### PASSAGE TO READ
[Start of section]

- Leader: Johnny and Luther Htoo
- Dates active: 1997–2006
- Active regions: Kayin State Myanmar–Thailand border
- Ideology: Karen interests Christian extremism
- Size: 500 (peak)
- Wars: the Internal conflict in Myanmar

= God's Army (revolutionary group) =

Christian terrorist organisation

God's Army (ဘုရားသခင်၏ တပ်မတော်) was a Christian armed revolutionary group that opposed the then-ruling military junta of Myanmar (Burma). The group was an offshoot of the Karen National Union. They were based along the Thailand-Burma border, and conducted a string of audacious guerrilla actions including allegedly being involved in the seizure of the Myanmar embassy in Bangkok in 1999. They have been described as a terrorist organisation.

==Formation==
God's Army was formed in an area of eastern Burma populated by the Karen ethnic group, who had been fighting against Burmese army at various times for over fifty years, primarily through the Karen National Union. In the early 90s the Burmese army launched a major operation to secure the route of an oil pipeline through the area. God's Army was led by brothers Johnny and Luther Htoo beginning in 1997, who were at that time estimated to be only ten years of age. Some of the followers of the twins believed that they had "Animist and Christian powers". According to the legend among followers, the twins were the only two who defended their village from the Burmese authorities who had constantly persecuted their people for their Christian beliefs and for a desire for ethnic autonomy. The Burmese authorities had destroyed villages, killed Karen fighters, raped dozens of women and caused thousands to flee. The members believed the brothers shouted "God's Army!", leading them to a victory over Burmese troops.
The legend of the boys was embraced by locals who viewed the existing Karen National Union as corrupt and ineffective. Some of its members also called themselves as Jesus Warriors or Jesus Commandos. According to Kwe Htoo, the name of the group was Kaserdoh God's Army.

[End of section]

### SOURCE MATERIAL
[Start of section]

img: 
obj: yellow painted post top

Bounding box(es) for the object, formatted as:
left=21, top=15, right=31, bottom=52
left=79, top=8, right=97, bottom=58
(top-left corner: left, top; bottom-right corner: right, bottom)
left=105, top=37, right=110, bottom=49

[End of section]

### TASK REQUIREMENTS
a - In the text on God's Army, what other names did some members use for themselves?
b - Carry on the text about God's Army from its last sentence.

### ACTIVITY ANSWERS
a - Jesus Warriors or Jesus Commandos.

b -
==Activity==
God's Army was situated in mountainous rainforests along the border between Burma and Thailand. They were a band of Christian guerrillas who maintained an austere lifestyle, including abstinence from sexual intercourse, alcohol, milk, eggs, and pork. The group was estimated to have around 500 fighters in 1998, but gradually declined to anywhere between 100 and 200 men in early 2000. Many left to find work to support their refugee families while others are thought to have left for personal reasons. Meanwhile, the Burmese army had 21,000 troops in the area.
In October 1999, a group calling themselves Vigorous Burmese Student Warriors along with the God's Army seized the Burmese embassy in Bangkok and the situation ended with their departure, at which point they were taken in by God's Army. The Burmese Government called the attack "a pure act of terrorism" and in Washington the State Department, which has been critical of the Burmese military regime, also condemned what it called "a terrorist attack".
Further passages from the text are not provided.